*** EXERCISE PASSAGE Section Begins ***

The Olympic Games are meant to inspire future generations of fit athletes, but a Canadian expert in physical activity is questioning the priorities of our couch potato society.
Dean Kriellaars is a professor of physical therapy at the University of Manitoba. To spark a discussion, this week he released a paper titled, “Canada, a spectator society: is there a relationship between Olympic performance and population obesity?”
It shows how Canada’s medal counts and obesity rates among children and adults have coincidentally both increased since 1972.
“I’m a very strong advocate of high performance athletics and high performance artists,” Kriellaars said in an interview. “I believe it’s an example of great things our society can do. I think we just have to focus much more on one of our big problems, which is the inactivity of our society.”
Kriellaars suspects it’s similar to New Year’s resolutions for fitness. One month later, gyms are often emptier.
A review of studies on whether hosting an Olympics inspires people to get active also concluded: “The evidence to support the notion that hosting an Olympic Games leads to an automatic increase in mass sporting or physical activity is poor.”
Kriellaars said people do participate in sports immediately after the Olympics. What he’d like to do is build on that momentum so Canadians of all ages enjoy participating in sports for their whole lives.
Swimmer and Canadian Olympic gold medallist Mark Tewksbury acted as a spokesperson for athletes at the London 2012 Games.

*** EXERCISE PASSAGE Section Ends ***
*** THE DATA Section Begins ***

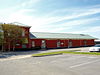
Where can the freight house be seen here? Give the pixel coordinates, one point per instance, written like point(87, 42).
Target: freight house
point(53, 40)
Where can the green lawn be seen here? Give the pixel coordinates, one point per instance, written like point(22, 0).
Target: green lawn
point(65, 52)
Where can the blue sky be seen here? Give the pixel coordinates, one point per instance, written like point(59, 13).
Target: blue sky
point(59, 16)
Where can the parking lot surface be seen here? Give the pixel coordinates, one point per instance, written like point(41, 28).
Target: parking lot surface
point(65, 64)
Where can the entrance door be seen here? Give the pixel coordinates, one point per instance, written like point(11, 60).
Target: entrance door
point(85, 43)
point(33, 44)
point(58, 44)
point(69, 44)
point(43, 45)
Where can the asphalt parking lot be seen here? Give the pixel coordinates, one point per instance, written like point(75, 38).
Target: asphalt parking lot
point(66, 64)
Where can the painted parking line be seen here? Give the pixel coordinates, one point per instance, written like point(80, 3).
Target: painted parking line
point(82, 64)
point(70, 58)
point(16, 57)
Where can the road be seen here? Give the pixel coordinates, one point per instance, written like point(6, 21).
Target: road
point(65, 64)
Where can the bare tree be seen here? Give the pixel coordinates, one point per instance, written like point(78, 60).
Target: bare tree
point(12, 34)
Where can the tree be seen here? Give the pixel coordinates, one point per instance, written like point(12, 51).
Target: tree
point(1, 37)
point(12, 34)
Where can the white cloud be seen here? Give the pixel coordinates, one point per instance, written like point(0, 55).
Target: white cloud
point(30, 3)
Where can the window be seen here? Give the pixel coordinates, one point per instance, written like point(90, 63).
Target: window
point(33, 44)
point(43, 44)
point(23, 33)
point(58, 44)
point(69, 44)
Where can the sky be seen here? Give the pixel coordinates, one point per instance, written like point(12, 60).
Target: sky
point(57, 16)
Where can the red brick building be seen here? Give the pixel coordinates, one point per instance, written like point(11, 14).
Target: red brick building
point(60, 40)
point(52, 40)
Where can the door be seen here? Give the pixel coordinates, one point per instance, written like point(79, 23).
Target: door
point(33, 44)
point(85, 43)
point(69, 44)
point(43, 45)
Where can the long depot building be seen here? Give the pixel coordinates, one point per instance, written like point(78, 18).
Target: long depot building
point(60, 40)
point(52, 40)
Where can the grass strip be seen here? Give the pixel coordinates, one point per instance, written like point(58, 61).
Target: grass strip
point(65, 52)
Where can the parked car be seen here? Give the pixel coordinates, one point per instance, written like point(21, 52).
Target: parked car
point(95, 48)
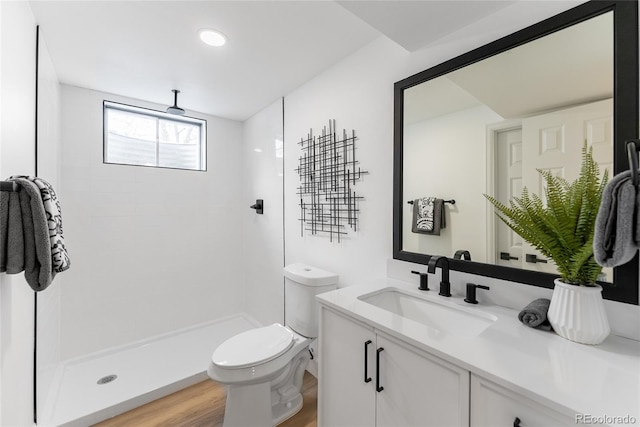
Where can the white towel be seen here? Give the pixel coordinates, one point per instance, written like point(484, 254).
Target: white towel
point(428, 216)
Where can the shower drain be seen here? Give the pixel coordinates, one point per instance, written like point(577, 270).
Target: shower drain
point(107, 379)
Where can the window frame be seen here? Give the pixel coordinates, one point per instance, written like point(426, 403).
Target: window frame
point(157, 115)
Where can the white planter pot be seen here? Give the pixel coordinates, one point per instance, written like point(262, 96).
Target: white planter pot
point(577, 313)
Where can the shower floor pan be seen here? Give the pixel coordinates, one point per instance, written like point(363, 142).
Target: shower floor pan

*** THE DATA Section Ends ***
*** THE DATA Section Begins ***

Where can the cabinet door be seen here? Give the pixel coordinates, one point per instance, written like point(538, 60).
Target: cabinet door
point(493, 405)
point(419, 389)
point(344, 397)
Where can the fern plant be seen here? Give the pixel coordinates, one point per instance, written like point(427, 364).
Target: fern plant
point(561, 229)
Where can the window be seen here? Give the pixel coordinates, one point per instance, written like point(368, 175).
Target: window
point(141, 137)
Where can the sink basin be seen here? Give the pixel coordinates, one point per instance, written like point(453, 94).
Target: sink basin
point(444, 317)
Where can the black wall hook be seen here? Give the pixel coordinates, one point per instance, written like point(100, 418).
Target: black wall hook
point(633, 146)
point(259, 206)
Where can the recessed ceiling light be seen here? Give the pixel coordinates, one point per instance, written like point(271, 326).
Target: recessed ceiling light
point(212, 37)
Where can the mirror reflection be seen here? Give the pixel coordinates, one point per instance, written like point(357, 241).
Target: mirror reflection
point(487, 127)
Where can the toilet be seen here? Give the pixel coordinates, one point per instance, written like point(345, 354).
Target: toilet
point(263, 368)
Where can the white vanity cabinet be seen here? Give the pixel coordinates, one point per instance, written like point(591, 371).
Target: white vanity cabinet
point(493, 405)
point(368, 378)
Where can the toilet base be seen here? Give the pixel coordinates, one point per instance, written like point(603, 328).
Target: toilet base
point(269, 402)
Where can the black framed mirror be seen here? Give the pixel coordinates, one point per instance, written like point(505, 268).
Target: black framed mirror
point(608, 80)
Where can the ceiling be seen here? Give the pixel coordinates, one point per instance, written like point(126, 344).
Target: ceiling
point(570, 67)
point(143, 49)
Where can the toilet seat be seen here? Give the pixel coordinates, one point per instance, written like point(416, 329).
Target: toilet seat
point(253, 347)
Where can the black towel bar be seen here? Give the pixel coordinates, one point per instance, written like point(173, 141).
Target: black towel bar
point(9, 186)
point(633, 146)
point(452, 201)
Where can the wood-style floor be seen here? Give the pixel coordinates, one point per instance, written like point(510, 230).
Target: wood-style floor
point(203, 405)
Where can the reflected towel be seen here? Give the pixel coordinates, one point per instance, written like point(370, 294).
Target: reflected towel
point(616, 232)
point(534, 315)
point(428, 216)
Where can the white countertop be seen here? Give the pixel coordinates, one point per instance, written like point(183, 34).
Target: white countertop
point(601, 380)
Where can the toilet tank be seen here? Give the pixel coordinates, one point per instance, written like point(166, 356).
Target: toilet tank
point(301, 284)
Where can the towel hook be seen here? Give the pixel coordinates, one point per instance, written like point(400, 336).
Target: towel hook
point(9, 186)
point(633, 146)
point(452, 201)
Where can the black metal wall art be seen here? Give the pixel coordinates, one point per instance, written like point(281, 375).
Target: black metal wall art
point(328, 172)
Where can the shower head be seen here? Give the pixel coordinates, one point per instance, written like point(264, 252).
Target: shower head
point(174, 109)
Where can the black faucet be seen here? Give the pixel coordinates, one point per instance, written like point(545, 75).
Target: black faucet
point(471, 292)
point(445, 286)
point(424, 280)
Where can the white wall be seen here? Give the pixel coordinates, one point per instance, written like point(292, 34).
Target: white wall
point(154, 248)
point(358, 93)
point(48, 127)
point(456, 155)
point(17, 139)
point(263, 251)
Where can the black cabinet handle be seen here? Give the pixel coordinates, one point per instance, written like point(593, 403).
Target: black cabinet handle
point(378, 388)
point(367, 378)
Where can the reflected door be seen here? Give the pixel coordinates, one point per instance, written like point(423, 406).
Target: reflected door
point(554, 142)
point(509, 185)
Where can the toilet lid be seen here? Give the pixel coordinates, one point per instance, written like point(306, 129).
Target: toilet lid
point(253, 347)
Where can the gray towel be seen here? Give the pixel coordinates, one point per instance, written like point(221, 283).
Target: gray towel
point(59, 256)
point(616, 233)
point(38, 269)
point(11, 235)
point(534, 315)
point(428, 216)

*** THE DATA Section Ends ***

_ACTIVITIES_.
**a)** Answer these questions from the passage on the Olympics and obesity:
(i) At which university is Dean Kriellaars a professor of physical therapy?
(ii) Since what year have Canada's medal counts and obesity rates both increased?
(iii) At which Games did Mark Tewksbury act as a spokesperson for athletes?
**b)** From the passage on the Olympics and obesity, copy word for word the section starting with "Dean Kriellaars is" and going on through "are often emptier.".
Rely only on the passage on the Olympics and obesity.

_RESPONSES FOR EACH TASK_.
**a)**
(i) The University of Manitoba
(ii) 1972
(iii) The London 2012 Games

**b)**
Dean Kriellaars is a professor of physical therapy at the University of Manitoba. To spark a discussion, this week he released a paper titled, “Canada, a spectator society: is there a relationship between Olympic performance and population obesity?”
It shows how Canada’s medal counts and obesity rates among children and adults have coincidentally both increased since 1972.
“I’m a very strong advocate of high performance athletics and high performance artists,” Kriellaars said in an interview. “I believe it’s an example of great things our society can do. I think we just have to focus much more on one of our big problems, which is the inactivity of our society.”
Kriellaars suspects it’s similar to New Year’s resolutions for fitness. One month later, gyms are often emptier.